**** DATA TO USE ****
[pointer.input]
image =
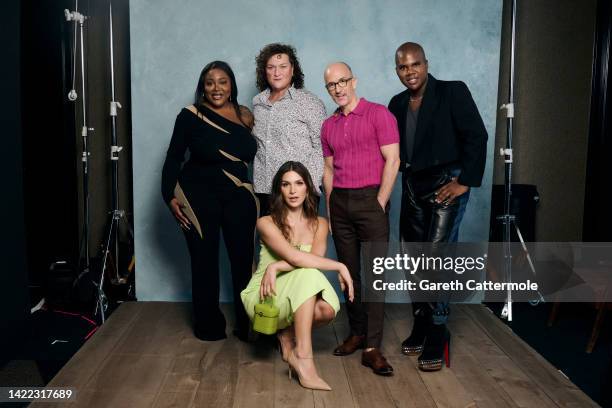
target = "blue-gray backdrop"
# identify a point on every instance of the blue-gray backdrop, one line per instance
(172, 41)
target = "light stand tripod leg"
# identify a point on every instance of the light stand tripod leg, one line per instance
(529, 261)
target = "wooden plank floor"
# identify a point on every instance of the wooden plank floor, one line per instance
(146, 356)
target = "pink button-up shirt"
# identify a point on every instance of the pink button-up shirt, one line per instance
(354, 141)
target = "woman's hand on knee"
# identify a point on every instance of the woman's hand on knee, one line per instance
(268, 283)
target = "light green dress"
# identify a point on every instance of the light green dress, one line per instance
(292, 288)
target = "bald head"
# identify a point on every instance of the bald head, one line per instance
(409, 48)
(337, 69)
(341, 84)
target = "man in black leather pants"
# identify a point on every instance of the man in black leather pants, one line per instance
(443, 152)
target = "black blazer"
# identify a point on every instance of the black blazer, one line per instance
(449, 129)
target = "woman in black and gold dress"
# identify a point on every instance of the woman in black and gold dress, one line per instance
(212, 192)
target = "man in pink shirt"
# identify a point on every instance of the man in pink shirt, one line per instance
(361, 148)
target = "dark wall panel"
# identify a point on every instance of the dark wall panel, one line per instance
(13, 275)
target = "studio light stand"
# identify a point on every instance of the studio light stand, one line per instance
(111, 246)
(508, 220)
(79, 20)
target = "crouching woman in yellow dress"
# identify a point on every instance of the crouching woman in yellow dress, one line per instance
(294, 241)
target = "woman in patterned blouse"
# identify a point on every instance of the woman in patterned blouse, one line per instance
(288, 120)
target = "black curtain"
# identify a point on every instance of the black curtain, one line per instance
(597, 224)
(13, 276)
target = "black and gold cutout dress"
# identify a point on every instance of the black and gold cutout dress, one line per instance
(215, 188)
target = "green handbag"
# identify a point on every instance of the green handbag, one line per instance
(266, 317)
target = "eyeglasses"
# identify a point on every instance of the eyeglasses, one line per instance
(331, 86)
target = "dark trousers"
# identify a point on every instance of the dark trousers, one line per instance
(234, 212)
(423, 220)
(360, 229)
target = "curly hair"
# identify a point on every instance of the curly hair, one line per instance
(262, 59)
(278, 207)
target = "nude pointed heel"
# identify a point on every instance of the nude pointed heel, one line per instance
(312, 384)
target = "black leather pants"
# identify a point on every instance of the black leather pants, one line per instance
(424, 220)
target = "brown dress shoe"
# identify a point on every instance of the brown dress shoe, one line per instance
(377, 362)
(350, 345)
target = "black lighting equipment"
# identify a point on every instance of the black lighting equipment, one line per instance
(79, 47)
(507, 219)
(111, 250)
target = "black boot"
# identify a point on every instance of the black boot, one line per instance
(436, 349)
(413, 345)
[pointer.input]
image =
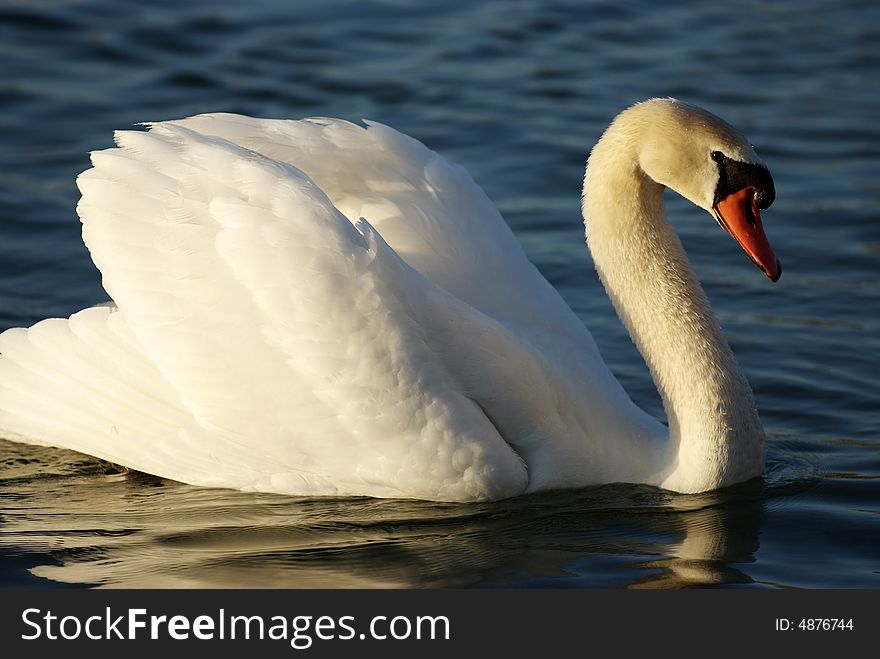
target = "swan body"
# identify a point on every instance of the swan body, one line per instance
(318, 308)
****
* SET TASK
Above are the records; reproduce them exactly and leave out the pictures.

* REPLY TO THE TASK
[pointer.input]
image =
target = "blue-gray backdrop"
# identify a point on every instance of the blue-gray backdrop, one line per instance
(172, 41)
target = "light stand tripod leg"
# identify a point on every instance of the light stand tripod leg, one line per instance
(529, 261)
target = "wooden plank floor"
# identify a point on every instance of the wooden plank floor, one line per instance
(146, 356)
target = "pink button-up shirt"
# identify a point on every instance of the pink button-up shirt, one line per instance
(354, 141)
target = "woman's hand on knee"
# identify a point on every instance of the woman's hand on knee, one line per instance
(268, 283)
target = "light green dress"
# identify a point on every instance of the light green dress, one line per instance
(292, 288)
target = "bald head"
# identify a point on every instance of the bald head, one line per instance
(409, 48)
(337, 69)
(341, 84)
target = "man in black leather pants"
# identify a point on every instance of the man in black leather pants, one line per instance
(443, 152)
target = "black blazer"
# identify a point on every instance of the black blazer, one line per instance
(449, 129)
target = "woman in black and gold dress"
# identify a point on every instance of the woman in black and gold dress, one line per instance
(212, 192)
target = "man in pink shirt"
# identify a point on every instance of the man in pink shirt, one line per instance
(361, 148)
target = "dark wall panel"
# identify a point on every instance of the dark wall panel, one line per instance
(13, 275)
target = "studio light stand"
# identify a point on every instance of the studio light stand, one line per instance
(111, 246)
(508, 220)
(79, 20)
target = "crouching woman in yellow dress"
# identify a point on every instance of the crouching woman in yellow dress, one line per instance
(294, 241)
target = "woman in patterned blouse"
# identify a point on every instance of the woman in patterned blouse, one line per instance
(288, 120)
target = "black curtain"
# identify a point on every instance of the black curtain, one line per instance
(597, 224)
(13, 276)
target = "black and gold cutout dress"
# identify a point on every instance of the black and gold cutout dress, one line per instance
(215, 188)
target = "green handbag"
# identify a point on every instance of the green handbag, one line per instance
(266, 317)
target = "eyeglasses"
# identify a point on every instance of the eyeglasses, one line per instance
(331, 86)
target = "dark trousers"
# identify a point on every instance of the dark trousers, one line per instance
(234, 212)
(423, 220)
(360, 229)
target = "curly hair"
# identify a point on every instance of the curly hair, one line per instance
(262, 59)
(278, 207)
target = "nude pointed heel"
# identify a point on every instance of the nude pointed heel, one line per instance
(312, 384)
target = "black leather pants"
# identify a point on every instance of the black leather pants, one line per instance
(424, 220)
target = "brown dress shoe"
# identify a point on every instance of the brown dress shoe, one line per instance
(377, 362)
(350, 345)
target = "black lighting equipment"
# identify a point on every instance of the black lighting equipment, one line per instance
(79, 47)
(507, 219)
(111, 250)
target = "black boot"
# identify a point on every instance of the black boot, one line per instance
(436, 349)
(413, 345)
[pointer.input]
image =
target = "swan body"
# identify a point on every instance of the swan body, one line per instance
(318, 308)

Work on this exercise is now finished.